## Excerpt to read
=======
Generate the top N principal components of the encoded representation of the input data for both the sudden and gradual datasets during the anomalous periods for each of the respective datasets.

In [30]:
sudden_anomalies = sudden_df.loc[lambda d: (d.date.dt.year == 2019) & (d.date.dt.month == 5), :]

gradual_anomalies = gradual_df.loc[lambda d: (d.date.dt.year == 2019) & 
                                   ((d.date.dt.month == 5) | (d.date.dt.month == 6) | 
                                    (d.date.dt.month == 7)), :]
sudden_anomalies_encoded = encoder_model.predict(clf.transform(sudden_anomalies[feature_cols]))
gradual_anomalies_encoded = encoder_model.predict(clf.transform(gradual_anomalies[feature_cols]))

Generate principal components for **N = [2, 3, 4, 5]**

In [31]:
pca_components = [2, 3, 4, 5]
sudden_anomalies_pca = []
gradual_anomalies_pca = []

def pca_analysis(input, results, anomaly_type):
    for comp in pca_components: 
        pca = PCA(n_components = comp)
        pca_result = pca.fit_transform(input)
        print('{} - Cumulative explained variation for {} principal components: {}'.format(
            anomaly_type, comp, np.sum(pca.explained_variance_ratio_)))
        results.append(pca_result)

pca_analysis(sudden_anomalies_encoded, sudden_anomalies_pca, 'Sudden anomalies')
pca_analysis(gradual_anomalies_encoded, gradual_anomalies_pca, 'Gradual anomalies')

Sudden anomalies - Cumulative explained variation for 2 principal components: 0.9961084723472595
Sudden anomalies - Cumulative explained variation for 3 principal components: 0.9999396204948425
Sudden anomalies - Cumulative explained variation for 4 principal components: 0.9999906420707703
Sudden anomalies - Cumulative explained variation for 5 principal components: 0.9999988675117493
Gradual anomalies - Cumulative explained variation for 2 principal components: 0.9979403018951416
Gradual anomalies - Cumulative explained variation for 3 principal components: 0.9992831349372864
Gradual anomalies - Cumulative explained variation for 4 principal components: 0.9998731017112732
Gradual anomalies - Cumulative explained variation for 5 principal components: 0.9999879598617554


### Visualize the Principal Components for N = 3

Visualize the top 3 principal components of the encoded representation of the input data.

The 3-D plots show a clean separation between normal and anomalous points in the sudden dataset, whereas, for the gradual dataset you see a gradual separation at first then followed by a clean separation between the normal and anomalous points.

In [49]:
X_embedded1 = pd.DataFrame(sudden_anomalies_pca[1], columns=['X','Y', 'Z'])
=======
## Stored data

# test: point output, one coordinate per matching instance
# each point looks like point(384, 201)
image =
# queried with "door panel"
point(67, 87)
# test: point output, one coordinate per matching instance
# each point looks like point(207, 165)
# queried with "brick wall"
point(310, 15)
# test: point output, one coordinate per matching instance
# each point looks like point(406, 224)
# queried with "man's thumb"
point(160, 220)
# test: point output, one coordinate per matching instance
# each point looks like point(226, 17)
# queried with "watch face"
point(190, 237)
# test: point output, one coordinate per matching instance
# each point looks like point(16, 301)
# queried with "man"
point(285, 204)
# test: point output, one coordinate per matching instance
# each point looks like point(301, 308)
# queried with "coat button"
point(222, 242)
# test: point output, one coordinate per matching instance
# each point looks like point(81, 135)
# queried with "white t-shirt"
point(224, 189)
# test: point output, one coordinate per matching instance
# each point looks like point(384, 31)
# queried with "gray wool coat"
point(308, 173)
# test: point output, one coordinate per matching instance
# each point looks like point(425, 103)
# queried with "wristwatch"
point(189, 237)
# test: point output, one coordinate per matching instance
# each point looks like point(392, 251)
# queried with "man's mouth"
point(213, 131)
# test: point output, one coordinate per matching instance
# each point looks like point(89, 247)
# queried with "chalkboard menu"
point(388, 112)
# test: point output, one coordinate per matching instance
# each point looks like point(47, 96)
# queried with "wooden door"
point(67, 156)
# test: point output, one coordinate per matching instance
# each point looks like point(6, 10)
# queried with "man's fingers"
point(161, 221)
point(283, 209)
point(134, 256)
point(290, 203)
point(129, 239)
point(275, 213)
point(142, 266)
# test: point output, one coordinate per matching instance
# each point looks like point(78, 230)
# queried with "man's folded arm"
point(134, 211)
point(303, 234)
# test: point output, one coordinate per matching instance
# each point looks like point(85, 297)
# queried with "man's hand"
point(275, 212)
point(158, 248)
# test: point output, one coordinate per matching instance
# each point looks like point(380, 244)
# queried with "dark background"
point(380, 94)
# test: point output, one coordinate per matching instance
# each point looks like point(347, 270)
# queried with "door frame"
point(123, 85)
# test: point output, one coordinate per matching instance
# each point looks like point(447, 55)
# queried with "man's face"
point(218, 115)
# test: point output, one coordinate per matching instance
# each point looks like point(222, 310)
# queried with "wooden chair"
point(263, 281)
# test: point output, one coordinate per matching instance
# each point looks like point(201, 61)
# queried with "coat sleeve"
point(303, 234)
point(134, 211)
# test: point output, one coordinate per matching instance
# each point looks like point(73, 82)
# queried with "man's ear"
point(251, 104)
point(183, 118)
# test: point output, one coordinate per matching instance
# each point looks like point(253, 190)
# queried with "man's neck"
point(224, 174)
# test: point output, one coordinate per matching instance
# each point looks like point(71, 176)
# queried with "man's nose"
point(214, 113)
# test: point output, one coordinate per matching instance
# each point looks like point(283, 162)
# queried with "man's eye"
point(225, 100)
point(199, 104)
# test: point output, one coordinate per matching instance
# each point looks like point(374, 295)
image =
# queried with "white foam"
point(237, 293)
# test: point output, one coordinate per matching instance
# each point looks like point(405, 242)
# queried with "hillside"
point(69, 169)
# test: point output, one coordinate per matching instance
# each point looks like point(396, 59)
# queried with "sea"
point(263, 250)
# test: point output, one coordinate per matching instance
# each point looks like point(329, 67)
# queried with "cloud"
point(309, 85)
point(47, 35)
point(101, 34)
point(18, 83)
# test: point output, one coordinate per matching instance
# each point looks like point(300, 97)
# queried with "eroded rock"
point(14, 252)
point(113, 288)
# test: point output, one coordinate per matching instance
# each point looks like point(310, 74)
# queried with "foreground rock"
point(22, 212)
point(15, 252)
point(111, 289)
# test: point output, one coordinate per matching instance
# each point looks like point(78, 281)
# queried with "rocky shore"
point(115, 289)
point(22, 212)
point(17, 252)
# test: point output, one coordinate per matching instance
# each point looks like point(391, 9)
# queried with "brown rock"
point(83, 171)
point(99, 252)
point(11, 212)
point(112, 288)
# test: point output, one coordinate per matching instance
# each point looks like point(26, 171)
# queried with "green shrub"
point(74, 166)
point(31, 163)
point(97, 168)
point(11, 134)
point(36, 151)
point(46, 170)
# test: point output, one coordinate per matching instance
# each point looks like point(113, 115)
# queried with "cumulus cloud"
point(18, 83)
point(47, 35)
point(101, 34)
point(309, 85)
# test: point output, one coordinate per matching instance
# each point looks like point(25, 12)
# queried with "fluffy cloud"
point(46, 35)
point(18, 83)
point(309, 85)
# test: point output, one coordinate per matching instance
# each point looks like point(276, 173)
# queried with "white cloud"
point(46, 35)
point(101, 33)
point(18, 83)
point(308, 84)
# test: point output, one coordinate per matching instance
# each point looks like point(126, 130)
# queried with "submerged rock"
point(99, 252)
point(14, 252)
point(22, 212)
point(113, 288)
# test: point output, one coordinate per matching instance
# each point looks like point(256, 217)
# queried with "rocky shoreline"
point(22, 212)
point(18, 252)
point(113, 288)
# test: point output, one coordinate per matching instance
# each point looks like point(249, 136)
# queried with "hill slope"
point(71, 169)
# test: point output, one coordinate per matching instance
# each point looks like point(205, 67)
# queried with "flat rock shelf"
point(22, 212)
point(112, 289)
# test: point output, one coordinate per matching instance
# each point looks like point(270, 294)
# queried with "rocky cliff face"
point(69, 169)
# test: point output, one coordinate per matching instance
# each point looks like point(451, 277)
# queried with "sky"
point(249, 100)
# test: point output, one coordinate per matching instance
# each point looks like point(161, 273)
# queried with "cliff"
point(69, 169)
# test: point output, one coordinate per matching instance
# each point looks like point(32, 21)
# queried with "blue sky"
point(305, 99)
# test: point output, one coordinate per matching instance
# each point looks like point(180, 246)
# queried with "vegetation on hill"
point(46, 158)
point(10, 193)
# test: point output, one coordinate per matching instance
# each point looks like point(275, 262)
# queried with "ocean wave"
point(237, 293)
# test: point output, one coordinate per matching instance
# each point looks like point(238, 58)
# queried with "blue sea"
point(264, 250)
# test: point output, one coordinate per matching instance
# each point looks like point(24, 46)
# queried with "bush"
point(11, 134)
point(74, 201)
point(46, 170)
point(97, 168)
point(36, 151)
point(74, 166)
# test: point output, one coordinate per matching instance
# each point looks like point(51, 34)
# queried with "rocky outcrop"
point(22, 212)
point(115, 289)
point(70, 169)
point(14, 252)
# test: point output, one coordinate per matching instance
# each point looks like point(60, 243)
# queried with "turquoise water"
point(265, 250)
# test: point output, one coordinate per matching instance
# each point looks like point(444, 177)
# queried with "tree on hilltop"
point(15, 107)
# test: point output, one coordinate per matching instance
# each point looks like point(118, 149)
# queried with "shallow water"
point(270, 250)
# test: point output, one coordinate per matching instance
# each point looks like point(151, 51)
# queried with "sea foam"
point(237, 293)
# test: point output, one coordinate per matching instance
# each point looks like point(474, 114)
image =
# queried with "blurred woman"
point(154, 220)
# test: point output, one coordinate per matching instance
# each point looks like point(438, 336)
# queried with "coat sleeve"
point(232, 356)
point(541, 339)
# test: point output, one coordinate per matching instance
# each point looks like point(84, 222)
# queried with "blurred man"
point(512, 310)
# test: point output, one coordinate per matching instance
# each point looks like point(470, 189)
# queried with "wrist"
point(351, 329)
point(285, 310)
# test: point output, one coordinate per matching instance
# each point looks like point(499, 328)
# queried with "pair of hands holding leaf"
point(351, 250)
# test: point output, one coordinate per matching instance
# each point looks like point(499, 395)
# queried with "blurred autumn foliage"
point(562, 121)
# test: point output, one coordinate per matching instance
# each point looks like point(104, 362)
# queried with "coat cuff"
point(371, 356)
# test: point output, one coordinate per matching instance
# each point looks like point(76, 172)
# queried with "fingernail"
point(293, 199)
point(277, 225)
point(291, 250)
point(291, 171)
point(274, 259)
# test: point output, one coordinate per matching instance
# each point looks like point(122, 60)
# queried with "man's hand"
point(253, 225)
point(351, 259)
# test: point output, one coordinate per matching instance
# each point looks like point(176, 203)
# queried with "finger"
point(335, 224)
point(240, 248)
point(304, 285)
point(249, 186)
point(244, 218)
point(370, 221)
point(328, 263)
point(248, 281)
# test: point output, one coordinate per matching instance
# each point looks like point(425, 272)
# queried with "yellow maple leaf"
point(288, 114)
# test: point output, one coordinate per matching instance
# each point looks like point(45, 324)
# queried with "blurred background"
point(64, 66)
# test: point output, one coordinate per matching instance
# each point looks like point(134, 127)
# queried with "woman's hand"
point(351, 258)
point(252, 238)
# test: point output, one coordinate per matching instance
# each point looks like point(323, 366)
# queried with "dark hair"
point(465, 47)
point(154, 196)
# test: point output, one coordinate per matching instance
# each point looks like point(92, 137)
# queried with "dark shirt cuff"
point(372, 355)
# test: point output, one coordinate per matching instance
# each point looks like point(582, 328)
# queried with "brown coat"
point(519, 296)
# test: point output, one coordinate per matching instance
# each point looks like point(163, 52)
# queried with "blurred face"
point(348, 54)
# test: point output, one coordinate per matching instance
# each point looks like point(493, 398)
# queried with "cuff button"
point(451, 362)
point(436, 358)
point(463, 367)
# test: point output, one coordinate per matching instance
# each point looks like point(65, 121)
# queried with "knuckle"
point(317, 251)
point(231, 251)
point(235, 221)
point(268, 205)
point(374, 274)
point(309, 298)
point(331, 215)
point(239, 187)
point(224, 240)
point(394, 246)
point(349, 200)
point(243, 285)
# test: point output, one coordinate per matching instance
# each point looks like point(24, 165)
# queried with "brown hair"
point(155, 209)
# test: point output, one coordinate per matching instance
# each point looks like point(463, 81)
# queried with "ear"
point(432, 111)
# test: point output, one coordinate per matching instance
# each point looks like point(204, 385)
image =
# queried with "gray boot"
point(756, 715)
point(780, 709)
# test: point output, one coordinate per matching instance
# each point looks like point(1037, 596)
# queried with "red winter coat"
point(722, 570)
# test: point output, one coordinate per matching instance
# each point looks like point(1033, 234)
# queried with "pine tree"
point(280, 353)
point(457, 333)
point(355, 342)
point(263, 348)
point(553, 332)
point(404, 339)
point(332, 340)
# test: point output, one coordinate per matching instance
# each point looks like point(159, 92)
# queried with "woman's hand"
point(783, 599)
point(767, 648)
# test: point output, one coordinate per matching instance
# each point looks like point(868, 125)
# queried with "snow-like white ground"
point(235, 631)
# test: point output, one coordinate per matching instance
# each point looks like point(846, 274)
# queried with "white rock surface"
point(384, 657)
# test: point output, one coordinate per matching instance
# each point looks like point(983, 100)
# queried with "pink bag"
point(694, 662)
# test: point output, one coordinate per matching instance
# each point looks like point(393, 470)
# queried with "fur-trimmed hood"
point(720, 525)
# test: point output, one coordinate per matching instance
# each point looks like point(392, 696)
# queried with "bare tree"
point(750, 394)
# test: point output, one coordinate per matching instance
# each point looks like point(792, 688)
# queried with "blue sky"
=======
## Short exercise 1
Reproduce the part of the PCA notebook excerpt that starts with "Visualize the top" and goes on through "pd.DataFrame(sudden_anomalies_pca[1], columns=['X','Y', 'Z'])", keeping every character unchanged.
## Short exercise 2
Decide whether each statement below agrees with the PCA notebook excerpt. Answer yes or no for each, and quote the words from the excerpt that settle it.
(a) The sudden anomalies are drawn only from May 2019.
(b) Principal components are generated for N values from 2 through 6.
(c) For the sudden dataset, the 3-D plots show a gradual separation before a clean one.

## Exercise solution 1
Visualize the top 3 principal components of the encoded representation of the input data.

The 3-D plots show a clean separation between normal and anomalous points in the sudden dataset, whereas, for the gradual dataset you see a gradual separation at first then followed by a clean separation between the normal and anomalous points.

In [49]:
X_embedded1 = pd.DataFrame(sudden_anomalies_pca[1], columns=['X','Y', 'Z'])

## Exercise solution 2
(a) Yes: "(d.date.dt.year == 2019) & (d.date.dt.month == 5)"
(b) No: "pca_components = [2, 3, 4, 5]"
(c) No: "The 3-D plots show a clean separation between normal and anomalous points in the sudden dataset"